__What to produce__. Rewrite the moving tips from "USPS Change of" to "forget to do it!", changing "renter's insurance" to "tenant insurance" everywhere it appears.

I'll leave the actual moving logistics up to each individual person. That totally depends on how much stuff you have, whence you are coming, and where you are living in town. But, once you've gotten to Cville and picked up your keys, here are some tips for other things:
1.) If you haven't moved in yet (as of reading this), make sure you do things like set up an appt. to get your cable set up, putting electricity in your name, etc. BEFORE you get here. Obviously, who your service providers are will vary by location (e.g., you have no choice in cable if you live in Ivy Gardens), but since everyone and their mother is moving to Cville in August, you'll want to try to get a jumpstart on getting on the schedule as soon as you can. Note that if you have not previously had utilities in your name, the local utility companies may require a deposit from you. It can be difficult to talk your way out of this if you can't get some sort of reference letter from a prior utility provider, so be sure to plan ahead.
Dominion Virginia Power
Century Link (formerly Embarq)
2.) I highly recommend taking a good bit of time before you move to set up a forwarding order from your old address with the post office, to change all of your address information with your credit card companies/banks, etc. When you set up a forwarding order with the USPS, they will send you a confirmation of your mailing address change - to both the new and old address. KEEP THIS DOCUMENT. It will make your life so much easier when you go to the DMV as you won't have to bring your lease (which may or may not have an actual street address on it, as I learned the hard way) or wait to get a bank statement to show residency.
USPS Change of Address
3.) Don't forget to get renter's insurance (or change the insured property with your existing insurer)! The student budget at UVa includes renter's insurance, many leases require you to have it, and it's just plain smart to have it, in my opinion. Since money will be tight, take some time to shop around if you haven't in a while. Make sure you ask about things like multi-policy discounts, alumni association discounts, professional network discounts, good student discounts, etc. It's up to you whether you choose to do all of this online or with a live agent in town, but don't forget to do it!

__Input data__.
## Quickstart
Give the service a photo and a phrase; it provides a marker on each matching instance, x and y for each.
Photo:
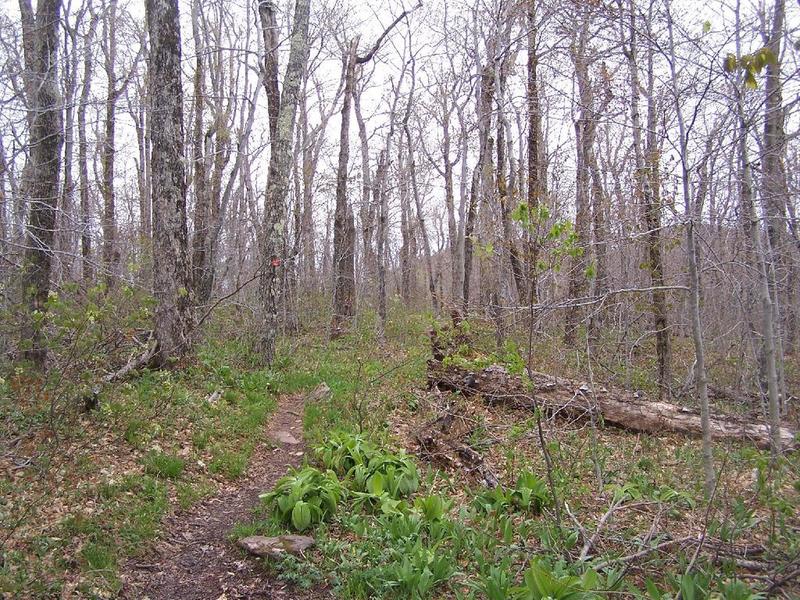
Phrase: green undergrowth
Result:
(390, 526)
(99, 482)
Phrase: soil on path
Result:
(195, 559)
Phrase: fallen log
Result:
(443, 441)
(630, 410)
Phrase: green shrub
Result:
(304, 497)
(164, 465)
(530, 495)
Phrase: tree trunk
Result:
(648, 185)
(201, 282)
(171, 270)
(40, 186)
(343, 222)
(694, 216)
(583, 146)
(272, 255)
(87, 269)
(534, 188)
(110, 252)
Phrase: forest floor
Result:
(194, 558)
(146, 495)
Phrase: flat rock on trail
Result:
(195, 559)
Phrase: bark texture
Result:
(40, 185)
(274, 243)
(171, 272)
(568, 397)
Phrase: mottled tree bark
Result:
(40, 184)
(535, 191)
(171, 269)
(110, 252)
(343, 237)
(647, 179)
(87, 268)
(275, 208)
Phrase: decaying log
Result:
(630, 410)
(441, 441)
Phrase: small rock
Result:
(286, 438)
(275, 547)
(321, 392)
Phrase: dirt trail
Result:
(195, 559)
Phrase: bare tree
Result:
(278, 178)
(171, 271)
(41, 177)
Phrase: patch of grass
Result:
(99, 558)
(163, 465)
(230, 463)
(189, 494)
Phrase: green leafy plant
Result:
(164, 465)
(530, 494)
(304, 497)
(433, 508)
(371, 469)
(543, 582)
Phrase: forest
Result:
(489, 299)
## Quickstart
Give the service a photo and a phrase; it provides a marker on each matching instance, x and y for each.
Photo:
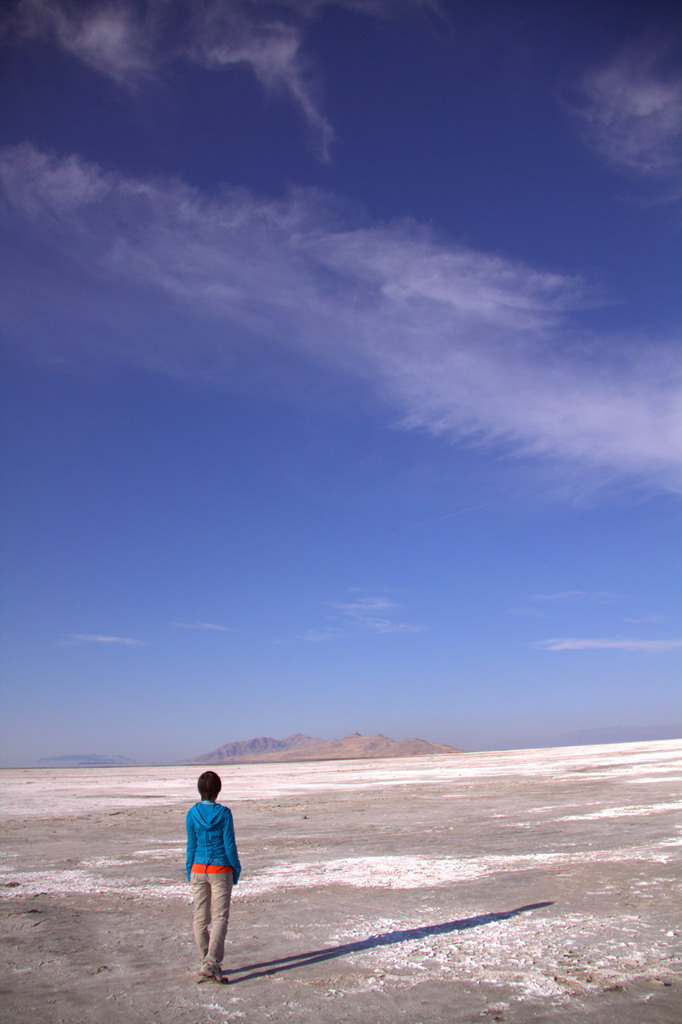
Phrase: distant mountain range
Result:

__Reply__.
USPS Change of Address
3.) Don't forget to get tenant insurance (or change the insured property with your existing insurer)! The student budget at UVa includes tenant insurance, many leases require you to have it, and it's just plain smart to have it, in my opinion. Since money will be tight, take some time to shop around if you haven't in a while. Make sure you ask about things like multi-policy discounts, alumni association discounts, professional network discounts, good student discounts, etc. It's up to you whether you choose to do all of this online or with a live agent in town, but don't forget to do it!